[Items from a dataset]
►
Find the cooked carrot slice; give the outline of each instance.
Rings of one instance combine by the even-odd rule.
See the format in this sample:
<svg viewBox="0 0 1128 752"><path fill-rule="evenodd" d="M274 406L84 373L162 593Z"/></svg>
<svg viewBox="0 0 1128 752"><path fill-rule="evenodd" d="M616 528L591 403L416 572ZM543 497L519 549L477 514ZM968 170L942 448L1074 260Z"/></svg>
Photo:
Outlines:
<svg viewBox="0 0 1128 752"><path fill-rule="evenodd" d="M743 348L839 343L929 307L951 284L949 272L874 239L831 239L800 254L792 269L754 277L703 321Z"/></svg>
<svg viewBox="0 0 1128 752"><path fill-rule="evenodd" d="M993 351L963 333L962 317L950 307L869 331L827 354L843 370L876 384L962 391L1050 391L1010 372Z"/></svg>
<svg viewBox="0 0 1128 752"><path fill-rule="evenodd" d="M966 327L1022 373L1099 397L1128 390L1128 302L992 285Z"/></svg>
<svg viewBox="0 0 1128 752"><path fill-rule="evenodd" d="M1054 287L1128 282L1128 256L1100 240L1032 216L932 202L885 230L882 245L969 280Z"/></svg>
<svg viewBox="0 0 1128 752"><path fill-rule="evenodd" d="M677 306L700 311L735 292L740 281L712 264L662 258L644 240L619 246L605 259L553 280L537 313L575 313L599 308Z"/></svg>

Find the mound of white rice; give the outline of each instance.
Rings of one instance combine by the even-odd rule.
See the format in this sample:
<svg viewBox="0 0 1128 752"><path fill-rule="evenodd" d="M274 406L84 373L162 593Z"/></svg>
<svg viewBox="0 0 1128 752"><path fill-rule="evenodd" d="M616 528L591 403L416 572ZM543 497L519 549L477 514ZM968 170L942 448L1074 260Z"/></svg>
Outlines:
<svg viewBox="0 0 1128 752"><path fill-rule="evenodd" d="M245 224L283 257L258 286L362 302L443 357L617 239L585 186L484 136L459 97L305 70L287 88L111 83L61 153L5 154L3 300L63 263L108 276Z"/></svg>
◄
*Goal of the exercise:* Copy every line of the entries above word for word, keeping their order.

*Task response:*
Find the cooked carrot slice; give the outline of each instance.
Rings of one instance combine by the even-odd rule.
See the format in this sample:
<svg viewBox="0 0 1128 752"><path fill-rule="evenodd" d="M274 406L84 373L162 593Z"/></svg>
<svg viewBox="0 0 1128 752"><path fill-rule="evenodd" d="M616 528L591 403L416 572ZM543 497L519 549L477 514ZM968 170L942 448L1074 260Z"/></svg>
Photo:
Outlines:
<svg viewBox="0 0 1128 752"><path fill-rule="evenodd" d="M743 348L839 343L929 307L951 284L949 272L874 239L831 239L800 254L792 269L754 277L703 321Z"/></svg>
<svg viewBox="0 0 1128 752"><path fill-rule="evenodd" d="M993 351L963 333L962 317L950 307L869 331L827 354L843 370L876 384L962 391L1050 391L1010 372Z"/></svg>
<svg viewBox="0 0 1128 752"><path fill-rule="evenodd" d="M966 327L1022 373L1099 397L1128 390L1128 302L992 285Z"/></svg>
<svg viewBox="0 0 1128 752"><path fill-rule="evenodd" d="M1054 287L1128 282L1128 256L1100 240L1032 216L932 202L885 230L882 245L969 280Z"/></svg>
<svg viewBox="0 0 1128 752"><path fill-rule="evenodd" d="M677 306L700 311L735 292L740 281L712 264L662 258L644 240L619 246L605 259L553 280L537 313L575 313L599 308Z"/></svg>

Find the mound of white rice; give the outline of each instance.
Rings of one instance combine by the even-odd rule.
See the format in this sample:
<svg viewBox="0 0 1128 752"><path fill-rule="evenodd" d="M274 406L84 373L162 593Z"/></svg>
<svg viewBox="0 0 1128 752"><path fill-rule="evenodd" d="M616 528L591 403L416 572ZM543 497L519 549L477 514ZM968 170L942 448L1074 260Z"/></svg>
Outlines:
<svg viewBox="0 0 1128 752"><path fill-rule="evenodd" d="M245 224L283 257L258 286L362 302L443 357L617 239L585 186L484 136L459 97L305 70L287 88L111 83L61 153L5 154L3 300L63 263L108 276Z"/></svg>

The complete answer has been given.